Tasks for this exercise >>
1 – In the post about the William and Mary rape case, how much did the senior seek in his defamation suit against his accuser?
2 – Continue the post about the William and Mary rape case, starting after its last sentence.

Document passage >>
★ ★ ★ ★

There are links to the newspaper accounts at the bottom of this post. These are the bare outlines. The students I talked to gave their versions of what they “think” happened. More importantly, I have their opinions of the administration’s response. The students have lost faith in the integrity of personnel at the school that they formerly admired. They had a ringside seat to what they perceived as CYA behavior all the way down the line. When I asked them if they were still happy they had chosen William and Mary, there was reluctant assent. “After all, how can you go back on a decision you made a couple of years ago when you thought this was a good place?” said one student. Another is deeply angry but doesn’t want the cost that would be involved in switching schools. Another wants to avoid girls at all costs. He thinks they aren’t trustworthy, based on this incident.

Last October 28th, a member of the College’s Board of Visitors hosted a party at his home for a sorority to which his daughter belonged. The drunken behavior of the guests was so out of control – girls were vomiting, glasses were broken, and some sorority members were unable to speak coherently – that after an hour the host shut down the party and sent the students back to the campus by bus. No, they didn’t get falling down drunk in an hour. In the research for this post, I learned a new term: “pre-gaming.” That means having a lot of booze before an event. This is a new term for old alcoholic behavior: one gets drunk before going out. Thus, these students “pre-gamed” the party and arrived having already consumed a large quantity of alcohol.

On October 30th, a senior at the College was charged with rape and arrested. He was accused of having raped one of the girls while they were at the party. He remained in jail until November 2nd, when he was released on $25,000.00 bond. Two months later, on January 4th, the Commonwealth’s Attorney for Charles City County (the legal jurisdiction of the above-mentioned party and the scene of the alleged crime) dropped the charges against the senior for lack of evidence. This man immediately filed a defamation suit for five million dollars against his accuser.

Meanwhile, however, he was tried in absentia at the College’s judicial proceedings, found guilty of sexual misconduct by the school, and forced to leave a semester before his graduation. He will be allowed to apply for re-admission after his accuser graduates in 2007.

What is even more bizarre is that a second student accused of rape by the same girl, though not charged by the Commonwealth’s Attorney with any crime, was also processed by the judicial branch of the College. He was cleared of charges by the College judicial system – but then he didn’t have state criminal proceedings to face so he was not at risk in appearing at the College to defend himself.

It gets crazier still: a third man stepped up to say that he had had a sexual liaison with the accuser after her alleged rape by the accused. This man was neither accused nor had charges brought against him, though the sorority sisters of this woman, the accuser, say she was definitely intoxicated when this particular act of sexual congress transpired. Sexual intercourse with an intoxicated woman is sufficient grounds to file charges of rape in Virginia. However, none were filed by either the college or the Commonwealth based on the man’s story or the sorority sisters’ claims that she was very drunk at the time of this third encounter that evening in October.

And it gets even worse. Remember that the accused had been jailed on October 29th and was not released on bond until November 4th. On November 2nd, when this senior was arraigned in court and remanded to jail until he could be bonded out, the Vice President of Student Affairs sent out an email to the whole College community, naming the accused student. Students, faculty, and staff were informed of the charges. The student’s name became instantly infamous across the campus.

★ ★ ★ ★

Excerpted data >>
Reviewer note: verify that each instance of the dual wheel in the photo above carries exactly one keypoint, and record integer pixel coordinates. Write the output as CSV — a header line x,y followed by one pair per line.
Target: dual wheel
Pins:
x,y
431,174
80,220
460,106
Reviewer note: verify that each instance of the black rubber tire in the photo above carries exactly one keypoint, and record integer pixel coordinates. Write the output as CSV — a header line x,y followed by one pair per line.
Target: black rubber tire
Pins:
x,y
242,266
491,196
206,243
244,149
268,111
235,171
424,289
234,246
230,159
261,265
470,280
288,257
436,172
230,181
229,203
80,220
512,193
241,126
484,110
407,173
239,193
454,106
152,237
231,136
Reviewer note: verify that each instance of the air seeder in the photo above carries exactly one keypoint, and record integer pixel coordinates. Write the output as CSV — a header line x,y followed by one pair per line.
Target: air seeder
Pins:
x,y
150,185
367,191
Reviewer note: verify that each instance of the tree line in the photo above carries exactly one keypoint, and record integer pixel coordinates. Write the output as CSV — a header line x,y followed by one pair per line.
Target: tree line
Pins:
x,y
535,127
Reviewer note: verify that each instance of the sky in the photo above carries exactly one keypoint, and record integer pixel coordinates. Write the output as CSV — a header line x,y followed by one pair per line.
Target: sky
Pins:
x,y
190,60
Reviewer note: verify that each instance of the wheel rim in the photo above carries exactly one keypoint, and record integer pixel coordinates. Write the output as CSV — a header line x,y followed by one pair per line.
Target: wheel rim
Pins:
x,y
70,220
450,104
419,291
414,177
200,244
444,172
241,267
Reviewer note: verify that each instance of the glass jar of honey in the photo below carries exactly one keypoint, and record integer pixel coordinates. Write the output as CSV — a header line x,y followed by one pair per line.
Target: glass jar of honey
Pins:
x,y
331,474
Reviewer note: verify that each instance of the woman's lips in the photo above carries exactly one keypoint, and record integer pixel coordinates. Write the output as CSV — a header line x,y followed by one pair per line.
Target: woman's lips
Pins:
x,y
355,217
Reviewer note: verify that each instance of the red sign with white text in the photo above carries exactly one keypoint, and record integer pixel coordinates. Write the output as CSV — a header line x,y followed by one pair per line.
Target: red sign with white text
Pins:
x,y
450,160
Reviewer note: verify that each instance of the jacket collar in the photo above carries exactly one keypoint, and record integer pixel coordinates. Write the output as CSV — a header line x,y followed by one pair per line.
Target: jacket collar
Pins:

★ ★ ★ ★

Answers for this exercise >>
1 – Five million dollars.

2 –
Date: Wed, 2 Nov 2005 20:58:24 -0500
From: “Sam Sadler” wssadl@wm.edu
Subject: [students] A Message to the Community
To: students, faculty, staff

I regret to inform you that a William and Mary senior, [name redacted], was charged with rape on October 30, 2005, and arraigned today in Charles City County Court. Because the alleged incident occurred in Charles City County, it is under investigation by the Charles City County Sheriff’s Department. The victim was another student at the college.

On such an occasion, our first thoughts are for the alleged victim. As you would expect, we are doing all that we can to ensure that her immediate needs are being met and that she is given proper support.

It is important for everyone to remember that [name redacted] has only been charged with this crime. Everyone is innocent until proven guilty.

This is an occasion of extraordinary sadness for everyone involved. It is also a time of sadness for our entire community because I sincerely believe that what happens to one of us at William and Mary does affect us all.

Sam Sadler

That was his first email. On February 23, he sent a densely worded, three page email – this time only to the students – attempting to explain his behavior in having sent the first email, and trying (though in my estimate, sadly failing) to explain why the College could find a student guilty even when the Commonwealth had withdrawn their charges. The email is far too long to put in this post, but there is a link to it below.

A libertarian campus paper, The Remnant, invited Dr. Sadler to attend a forum on the issues raised by this affair:

The Remnant welcomes Mr. Sadler to defend the judicial system in a public forum. We have scheduled such a forum for March 20. Mr. Sadler, if you think this system is so fair, please come out from the cloak of school-wide emails you hide behind. Defend your position. We also embrace the opportunity to engage every administrator and student involved in the judicial process to do likewise. The students need answers to these questions, Mr. Sadler, and the College needs to answer to what it has done.

The Remnant’s request for Dr. Sadler’s presence is reasonable. At no time has the College dealt openly with the severe problem underlying everything: the whole mess was fueled and driven by alcohol, copious and extreme amounts of it.

Do you know what their focus is instead? You guessed it: rape. Rape is a big problem at the College of William and Mary. There have been four reported rapes this year at the college – in all four cases the parties already knew one another. I’d bet next month’s grocery money that in each case lots of alcohol consumption preceded these incidents. There was also one real sexual assault: the apartment of a student who lived off-campus was broken into and she was raped by a man wielding a knife. That was, without any doubt at all, a horrible crime.

But those other four “rapes”? Sorry, folks, but what we have here is not a sexual assault problem. We do have a stuck-on-stupid deliberate blindness to the real problem.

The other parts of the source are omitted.